_Aim_. Pull out each line of the records below that contains the word "turquoise", and copy those lines in full.
....
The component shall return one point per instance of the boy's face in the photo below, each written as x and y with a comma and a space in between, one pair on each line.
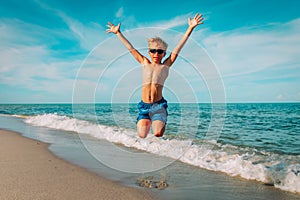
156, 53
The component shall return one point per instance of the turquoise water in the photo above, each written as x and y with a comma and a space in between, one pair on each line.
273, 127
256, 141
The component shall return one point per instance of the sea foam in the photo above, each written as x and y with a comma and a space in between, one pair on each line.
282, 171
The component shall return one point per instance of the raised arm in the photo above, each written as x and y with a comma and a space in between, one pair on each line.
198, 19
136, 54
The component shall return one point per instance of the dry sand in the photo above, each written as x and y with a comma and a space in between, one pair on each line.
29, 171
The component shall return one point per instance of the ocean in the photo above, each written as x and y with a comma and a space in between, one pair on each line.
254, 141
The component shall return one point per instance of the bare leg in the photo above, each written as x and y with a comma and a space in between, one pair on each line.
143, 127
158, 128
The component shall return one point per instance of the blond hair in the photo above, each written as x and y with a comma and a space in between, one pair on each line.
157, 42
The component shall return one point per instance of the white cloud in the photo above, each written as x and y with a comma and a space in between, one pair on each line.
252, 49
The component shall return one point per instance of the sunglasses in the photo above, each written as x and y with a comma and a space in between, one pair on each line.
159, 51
....
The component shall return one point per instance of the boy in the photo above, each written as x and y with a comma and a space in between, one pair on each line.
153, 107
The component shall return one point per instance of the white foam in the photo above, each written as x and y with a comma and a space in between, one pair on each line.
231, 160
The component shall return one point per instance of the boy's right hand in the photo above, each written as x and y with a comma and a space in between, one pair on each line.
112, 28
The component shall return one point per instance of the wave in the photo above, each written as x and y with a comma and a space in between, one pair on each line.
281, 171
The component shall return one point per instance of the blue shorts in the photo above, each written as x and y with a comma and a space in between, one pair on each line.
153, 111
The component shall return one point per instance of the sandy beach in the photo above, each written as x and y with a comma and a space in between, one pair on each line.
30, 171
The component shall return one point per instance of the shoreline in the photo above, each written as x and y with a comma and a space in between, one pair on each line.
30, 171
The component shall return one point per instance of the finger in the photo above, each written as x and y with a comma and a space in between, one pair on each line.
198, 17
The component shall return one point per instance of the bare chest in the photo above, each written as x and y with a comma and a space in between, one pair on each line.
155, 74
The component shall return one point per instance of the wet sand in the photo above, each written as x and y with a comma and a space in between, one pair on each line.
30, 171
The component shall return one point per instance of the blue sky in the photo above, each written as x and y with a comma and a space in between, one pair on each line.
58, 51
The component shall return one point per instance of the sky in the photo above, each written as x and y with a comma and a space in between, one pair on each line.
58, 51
....
_The result_.
The component shall return one point per instance of the turquoise water in the photo above, each written as x and y with a comma and a space in between, one pair on each line.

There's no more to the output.